> [EXERCISE MATERIALS]
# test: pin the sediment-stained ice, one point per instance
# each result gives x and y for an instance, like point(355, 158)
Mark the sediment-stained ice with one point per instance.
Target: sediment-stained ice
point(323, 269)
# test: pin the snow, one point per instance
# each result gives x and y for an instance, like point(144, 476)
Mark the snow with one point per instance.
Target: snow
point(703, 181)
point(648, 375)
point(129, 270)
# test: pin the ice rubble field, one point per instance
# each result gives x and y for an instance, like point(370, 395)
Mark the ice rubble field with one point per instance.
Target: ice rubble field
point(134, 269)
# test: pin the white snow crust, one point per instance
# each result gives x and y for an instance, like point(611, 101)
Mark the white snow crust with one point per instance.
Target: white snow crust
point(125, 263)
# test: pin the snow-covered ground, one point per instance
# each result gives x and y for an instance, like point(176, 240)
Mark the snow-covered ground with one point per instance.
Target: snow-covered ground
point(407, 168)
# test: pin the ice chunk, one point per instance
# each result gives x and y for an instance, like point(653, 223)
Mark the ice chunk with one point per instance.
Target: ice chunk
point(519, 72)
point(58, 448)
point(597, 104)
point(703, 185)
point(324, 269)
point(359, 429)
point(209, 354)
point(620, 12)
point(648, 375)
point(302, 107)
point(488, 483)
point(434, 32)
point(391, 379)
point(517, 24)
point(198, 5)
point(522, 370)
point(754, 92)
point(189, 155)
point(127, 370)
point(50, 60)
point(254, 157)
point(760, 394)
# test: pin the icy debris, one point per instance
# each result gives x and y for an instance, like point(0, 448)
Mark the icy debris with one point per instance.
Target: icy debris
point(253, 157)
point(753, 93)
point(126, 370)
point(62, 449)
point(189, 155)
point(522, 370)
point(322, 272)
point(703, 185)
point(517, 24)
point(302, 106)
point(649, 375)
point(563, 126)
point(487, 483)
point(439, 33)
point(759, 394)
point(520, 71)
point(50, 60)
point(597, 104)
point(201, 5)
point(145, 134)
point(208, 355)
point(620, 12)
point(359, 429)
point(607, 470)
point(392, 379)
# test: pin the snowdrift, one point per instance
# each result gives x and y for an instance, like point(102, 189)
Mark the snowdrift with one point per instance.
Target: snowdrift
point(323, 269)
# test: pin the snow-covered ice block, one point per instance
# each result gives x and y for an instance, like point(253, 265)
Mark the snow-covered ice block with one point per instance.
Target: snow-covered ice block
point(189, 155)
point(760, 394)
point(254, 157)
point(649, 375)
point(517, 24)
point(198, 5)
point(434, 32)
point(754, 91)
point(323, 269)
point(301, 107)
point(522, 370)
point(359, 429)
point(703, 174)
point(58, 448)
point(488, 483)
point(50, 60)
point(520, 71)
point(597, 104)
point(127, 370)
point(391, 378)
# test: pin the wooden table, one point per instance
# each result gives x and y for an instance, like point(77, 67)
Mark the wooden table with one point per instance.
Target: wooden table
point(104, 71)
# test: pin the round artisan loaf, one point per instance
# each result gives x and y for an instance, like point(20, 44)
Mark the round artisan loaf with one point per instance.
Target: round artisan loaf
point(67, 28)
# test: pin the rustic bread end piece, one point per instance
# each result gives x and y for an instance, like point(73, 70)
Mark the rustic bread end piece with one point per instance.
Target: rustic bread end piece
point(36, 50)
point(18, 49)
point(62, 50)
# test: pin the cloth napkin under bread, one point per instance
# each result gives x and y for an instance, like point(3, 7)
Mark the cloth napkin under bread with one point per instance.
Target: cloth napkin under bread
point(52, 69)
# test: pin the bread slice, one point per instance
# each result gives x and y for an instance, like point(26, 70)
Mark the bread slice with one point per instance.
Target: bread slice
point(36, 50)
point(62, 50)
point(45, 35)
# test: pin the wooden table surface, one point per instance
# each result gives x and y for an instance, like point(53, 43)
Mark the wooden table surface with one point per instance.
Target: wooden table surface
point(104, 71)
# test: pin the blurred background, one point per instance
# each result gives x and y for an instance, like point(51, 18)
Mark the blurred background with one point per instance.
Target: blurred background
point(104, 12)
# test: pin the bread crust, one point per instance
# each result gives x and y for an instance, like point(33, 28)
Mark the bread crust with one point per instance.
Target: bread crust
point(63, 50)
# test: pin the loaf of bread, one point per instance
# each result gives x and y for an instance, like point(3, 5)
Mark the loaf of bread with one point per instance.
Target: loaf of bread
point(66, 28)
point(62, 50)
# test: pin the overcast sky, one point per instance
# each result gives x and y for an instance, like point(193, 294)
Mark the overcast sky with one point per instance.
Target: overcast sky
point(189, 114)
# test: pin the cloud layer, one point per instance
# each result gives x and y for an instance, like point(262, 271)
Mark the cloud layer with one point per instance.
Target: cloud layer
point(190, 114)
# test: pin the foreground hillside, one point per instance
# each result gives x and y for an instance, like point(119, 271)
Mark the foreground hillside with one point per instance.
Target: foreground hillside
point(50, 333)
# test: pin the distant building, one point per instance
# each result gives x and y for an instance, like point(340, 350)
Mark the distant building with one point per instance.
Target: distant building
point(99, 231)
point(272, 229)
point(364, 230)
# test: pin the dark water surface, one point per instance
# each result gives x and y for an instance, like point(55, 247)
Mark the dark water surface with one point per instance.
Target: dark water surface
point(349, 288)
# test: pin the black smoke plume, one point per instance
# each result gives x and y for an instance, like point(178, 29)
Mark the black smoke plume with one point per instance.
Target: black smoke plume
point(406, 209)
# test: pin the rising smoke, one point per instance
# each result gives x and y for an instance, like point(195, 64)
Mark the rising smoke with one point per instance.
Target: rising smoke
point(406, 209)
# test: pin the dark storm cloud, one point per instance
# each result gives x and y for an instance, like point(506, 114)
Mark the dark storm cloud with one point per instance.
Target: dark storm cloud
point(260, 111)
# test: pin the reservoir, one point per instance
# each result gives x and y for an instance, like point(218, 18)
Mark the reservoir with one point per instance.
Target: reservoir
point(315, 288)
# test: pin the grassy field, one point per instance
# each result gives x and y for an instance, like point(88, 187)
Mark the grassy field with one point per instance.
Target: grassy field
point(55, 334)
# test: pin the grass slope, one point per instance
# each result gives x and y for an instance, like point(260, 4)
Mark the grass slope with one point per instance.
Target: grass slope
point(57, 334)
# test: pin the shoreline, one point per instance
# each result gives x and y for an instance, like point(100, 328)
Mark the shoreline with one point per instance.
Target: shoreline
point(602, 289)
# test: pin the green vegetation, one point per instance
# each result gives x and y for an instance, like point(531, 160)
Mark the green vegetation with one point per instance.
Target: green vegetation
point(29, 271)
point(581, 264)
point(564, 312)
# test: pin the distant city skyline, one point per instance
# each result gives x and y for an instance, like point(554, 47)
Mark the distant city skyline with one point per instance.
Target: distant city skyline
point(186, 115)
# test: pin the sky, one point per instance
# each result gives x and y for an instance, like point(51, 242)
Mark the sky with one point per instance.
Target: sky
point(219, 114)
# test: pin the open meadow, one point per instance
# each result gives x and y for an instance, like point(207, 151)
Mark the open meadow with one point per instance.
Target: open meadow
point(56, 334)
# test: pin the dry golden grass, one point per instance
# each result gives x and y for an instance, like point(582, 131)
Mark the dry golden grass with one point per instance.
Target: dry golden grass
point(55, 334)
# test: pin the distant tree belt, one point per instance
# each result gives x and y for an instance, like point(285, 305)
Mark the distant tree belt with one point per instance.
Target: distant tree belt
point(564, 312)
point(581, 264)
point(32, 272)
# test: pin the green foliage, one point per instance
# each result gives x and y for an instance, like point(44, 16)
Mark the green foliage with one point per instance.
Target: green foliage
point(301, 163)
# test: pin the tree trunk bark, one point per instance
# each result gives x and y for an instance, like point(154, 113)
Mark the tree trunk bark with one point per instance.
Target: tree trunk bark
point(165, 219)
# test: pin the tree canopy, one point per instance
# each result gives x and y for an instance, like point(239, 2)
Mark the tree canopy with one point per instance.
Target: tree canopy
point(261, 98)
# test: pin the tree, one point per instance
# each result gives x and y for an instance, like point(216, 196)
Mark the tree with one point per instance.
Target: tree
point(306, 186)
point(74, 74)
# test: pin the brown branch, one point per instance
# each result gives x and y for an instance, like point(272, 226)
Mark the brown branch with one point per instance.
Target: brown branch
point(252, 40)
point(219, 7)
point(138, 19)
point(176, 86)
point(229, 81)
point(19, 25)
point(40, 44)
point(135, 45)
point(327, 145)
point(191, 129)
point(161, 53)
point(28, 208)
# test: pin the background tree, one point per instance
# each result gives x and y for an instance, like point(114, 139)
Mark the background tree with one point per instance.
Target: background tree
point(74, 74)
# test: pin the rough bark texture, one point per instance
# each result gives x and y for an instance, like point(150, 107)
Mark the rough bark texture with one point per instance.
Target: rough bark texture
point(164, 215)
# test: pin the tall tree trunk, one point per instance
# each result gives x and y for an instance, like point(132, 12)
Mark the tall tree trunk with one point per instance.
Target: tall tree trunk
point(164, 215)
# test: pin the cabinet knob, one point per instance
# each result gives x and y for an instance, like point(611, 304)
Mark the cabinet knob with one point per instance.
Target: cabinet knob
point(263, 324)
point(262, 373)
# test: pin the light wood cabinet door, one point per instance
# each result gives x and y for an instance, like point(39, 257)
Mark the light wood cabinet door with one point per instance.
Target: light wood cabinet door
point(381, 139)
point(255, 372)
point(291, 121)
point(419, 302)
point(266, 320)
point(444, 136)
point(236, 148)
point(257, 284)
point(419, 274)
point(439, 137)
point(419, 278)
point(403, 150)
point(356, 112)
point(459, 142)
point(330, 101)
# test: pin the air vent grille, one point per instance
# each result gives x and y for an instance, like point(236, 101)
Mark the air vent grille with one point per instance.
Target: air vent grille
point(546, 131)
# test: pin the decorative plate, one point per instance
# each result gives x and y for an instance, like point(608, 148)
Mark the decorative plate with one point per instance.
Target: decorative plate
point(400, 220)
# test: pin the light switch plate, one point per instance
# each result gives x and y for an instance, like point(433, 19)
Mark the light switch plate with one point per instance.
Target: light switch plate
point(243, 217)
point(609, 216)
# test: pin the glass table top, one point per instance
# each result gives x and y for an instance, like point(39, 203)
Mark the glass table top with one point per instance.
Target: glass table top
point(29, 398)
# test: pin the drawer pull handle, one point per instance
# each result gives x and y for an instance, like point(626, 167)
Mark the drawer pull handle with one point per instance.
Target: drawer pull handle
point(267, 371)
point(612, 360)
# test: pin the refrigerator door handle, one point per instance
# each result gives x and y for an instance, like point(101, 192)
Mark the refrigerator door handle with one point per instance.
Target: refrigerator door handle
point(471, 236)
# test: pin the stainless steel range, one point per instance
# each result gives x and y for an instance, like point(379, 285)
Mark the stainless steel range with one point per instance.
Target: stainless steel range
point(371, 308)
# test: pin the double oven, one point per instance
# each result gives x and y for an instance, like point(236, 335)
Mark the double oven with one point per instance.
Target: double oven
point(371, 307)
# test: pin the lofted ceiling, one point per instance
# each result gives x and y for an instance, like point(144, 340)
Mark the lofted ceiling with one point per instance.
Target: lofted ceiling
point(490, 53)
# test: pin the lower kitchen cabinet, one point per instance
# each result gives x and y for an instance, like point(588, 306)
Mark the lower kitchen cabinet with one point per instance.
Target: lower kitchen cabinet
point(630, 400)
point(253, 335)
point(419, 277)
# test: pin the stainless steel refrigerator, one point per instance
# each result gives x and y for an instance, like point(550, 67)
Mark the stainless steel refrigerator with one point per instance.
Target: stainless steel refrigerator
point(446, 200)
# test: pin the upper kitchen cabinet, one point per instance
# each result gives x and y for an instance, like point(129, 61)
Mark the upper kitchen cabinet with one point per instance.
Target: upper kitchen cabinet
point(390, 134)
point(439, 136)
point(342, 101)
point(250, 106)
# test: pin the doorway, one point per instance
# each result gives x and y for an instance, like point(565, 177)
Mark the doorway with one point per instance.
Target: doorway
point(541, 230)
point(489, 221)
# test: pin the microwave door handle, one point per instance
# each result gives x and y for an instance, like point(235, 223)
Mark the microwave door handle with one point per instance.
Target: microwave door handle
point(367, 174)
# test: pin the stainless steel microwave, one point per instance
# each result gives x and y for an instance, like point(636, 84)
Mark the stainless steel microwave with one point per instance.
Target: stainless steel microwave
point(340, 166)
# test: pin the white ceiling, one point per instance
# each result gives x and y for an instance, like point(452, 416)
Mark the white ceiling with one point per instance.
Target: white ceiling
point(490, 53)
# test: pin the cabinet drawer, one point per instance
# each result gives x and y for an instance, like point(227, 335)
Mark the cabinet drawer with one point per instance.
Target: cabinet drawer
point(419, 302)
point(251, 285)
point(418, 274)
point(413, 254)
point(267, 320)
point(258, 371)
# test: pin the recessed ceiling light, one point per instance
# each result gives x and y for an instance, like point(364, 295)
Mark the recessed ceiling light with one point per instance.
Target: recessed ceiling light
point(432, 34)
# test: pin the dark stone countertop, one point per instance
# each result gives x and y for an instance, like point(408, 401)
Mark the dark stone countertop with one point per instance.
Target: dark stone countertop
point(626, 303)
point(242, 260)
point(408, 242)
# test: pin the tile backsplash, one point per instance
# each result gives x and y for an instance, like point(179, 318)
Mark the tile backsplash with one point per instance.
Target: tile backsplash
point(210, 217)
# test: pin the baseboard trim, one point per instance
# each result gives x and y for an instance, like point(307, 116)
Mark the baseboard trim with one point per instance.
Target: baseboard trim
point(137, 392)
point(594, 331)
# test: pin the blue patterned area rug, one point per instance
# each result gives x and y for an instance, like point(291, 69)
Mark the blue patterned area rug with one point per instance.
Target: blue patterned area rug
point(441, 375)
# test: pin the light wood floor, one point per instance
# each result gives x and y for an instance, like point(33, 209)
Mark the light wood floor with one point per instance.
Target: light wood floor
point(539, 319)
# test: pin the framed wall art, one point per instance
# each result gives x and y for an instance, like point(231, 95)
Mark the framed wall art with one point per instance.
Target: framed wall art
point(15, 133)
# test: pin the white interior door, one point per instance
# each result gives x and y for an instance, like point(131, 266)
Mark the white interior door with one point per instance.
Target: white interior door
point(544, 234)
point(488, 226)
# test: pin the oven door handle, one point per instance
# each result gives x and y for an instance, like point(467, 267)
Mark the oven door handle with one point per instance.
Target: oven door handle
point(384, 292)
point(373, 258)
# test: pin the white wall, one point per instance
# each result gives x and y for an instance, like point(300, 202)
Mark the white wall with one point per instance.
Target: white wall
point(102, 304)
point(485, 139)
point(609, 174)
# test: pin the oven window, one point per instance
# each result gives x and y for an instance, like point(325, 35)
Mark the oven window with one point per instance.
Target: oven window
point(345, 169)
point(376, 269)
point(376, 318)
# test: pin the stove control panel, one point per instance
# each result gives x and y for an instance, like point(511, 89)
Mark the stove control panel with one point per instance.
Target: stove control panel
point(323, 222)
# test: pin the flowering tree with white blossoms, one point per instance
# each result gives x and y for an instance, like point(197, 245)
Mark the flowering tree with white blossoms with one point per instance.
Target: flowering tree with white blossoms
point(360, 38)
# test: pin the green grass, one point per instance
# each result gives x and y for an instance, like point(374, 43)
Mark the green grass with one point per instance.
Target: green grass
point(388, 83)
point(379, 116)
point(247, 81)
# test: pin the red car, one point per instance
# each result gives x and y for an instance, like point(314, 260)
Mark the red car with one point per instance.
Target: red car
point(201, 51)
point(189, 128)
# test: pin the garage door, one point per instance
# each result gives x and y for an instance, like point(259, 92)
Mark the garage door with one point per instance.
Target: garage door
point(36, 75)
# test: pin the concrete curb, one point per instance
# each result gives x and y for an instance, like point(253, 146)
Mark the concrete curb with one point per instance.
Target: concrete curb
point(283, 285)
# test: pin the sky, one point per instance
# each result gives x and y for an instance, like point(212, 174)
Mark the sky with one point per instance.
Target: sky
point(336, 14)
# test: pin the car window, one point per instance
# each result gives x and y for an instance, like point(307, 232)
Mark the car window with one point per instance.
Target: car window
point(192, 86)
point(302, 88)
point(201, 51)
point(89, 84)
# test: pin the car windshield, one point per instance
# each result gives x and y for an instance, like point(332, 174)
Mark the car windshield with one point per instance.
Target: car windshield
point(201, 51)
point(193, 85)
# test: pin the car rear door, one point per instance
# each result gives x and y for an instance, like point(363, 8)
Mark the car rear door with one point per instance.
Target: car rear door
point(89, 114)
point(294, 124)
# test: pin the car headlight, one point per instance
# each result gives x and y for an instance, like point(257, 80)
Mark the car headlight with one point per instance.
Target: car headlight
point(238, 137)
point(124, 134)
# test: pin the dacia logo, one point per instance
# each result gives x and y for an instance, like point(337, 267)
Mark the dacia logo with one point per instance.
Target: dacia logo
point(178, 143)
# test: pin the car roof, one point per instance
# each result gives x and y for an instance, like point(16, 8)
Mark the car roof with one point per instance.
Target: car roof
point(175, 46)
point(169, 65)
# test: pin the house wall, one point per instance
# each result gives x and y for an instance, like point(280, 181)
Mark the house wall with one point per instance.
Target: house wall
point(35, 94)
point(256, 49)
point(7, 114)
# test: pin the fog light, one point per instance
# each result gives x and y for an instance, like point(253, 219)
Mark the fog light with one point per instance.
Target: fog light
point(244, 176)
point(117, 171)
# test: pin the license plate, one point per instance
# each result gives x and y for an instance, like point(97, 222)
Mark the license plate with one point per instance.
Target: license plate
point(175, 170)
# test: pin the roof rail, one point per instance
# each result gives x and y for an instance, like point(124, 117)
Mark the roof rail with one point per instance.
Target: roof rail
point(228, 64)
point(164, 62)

> [TRY IT] Retype exactly the lines above, from the one with "like point(150, 107)" through the one with "Mark the decorative", inclusive.

> [EXPECTED ANSWER]
# each result gives x and y for an instance, like point(150, 107)
Mark the rough bark texture with one point per instance.
Target: rough bark texture
point(164, 215)
# test: pin the tall tree trunk, one point per instance
# each result gives x and y for an instance, like point(132, 12)
Mark the tall tree trunk with one point per instance.
Target: tall tree trunk
point(164, 215)
# test: pin the cabinet knob, one point per instance
# each result gives x and y for an instance, like point(611, 304)
Mark the cabinet knob with one point per instance.
Target: cabinet knob
point(263, 324)
point(262, 373)
# test: pin the light wood cabinet door, one point per instance
# each result gives x and y for an instance, like point(39, 257)
Mark the light wood cabinet door with one point per instance.
Target: light wood cabinet door
point(381, 139)
point(255, 372)
point(291, 121)
point(419, 302)
point(266, 320)
point(444, 136)
point(236, 148)
point(257, 284)
point(419, 274)
point(439, 137)
point(419, 278)
point(403, 150)
point(356, 112)
point(459, 142)
point(330, 101)
# test: pin the air vent grille, one point per instance
# each result gives x and y for an instance, like point(236, 101)
Mark the air vent grille with one point per instance.
Target: air vent grille
point(546, 131)
# test: pin the decorative plate, one point per instance
# each result gives x and y for an instance, like point(608, 148)
Mark the decorative plate with one point per instance.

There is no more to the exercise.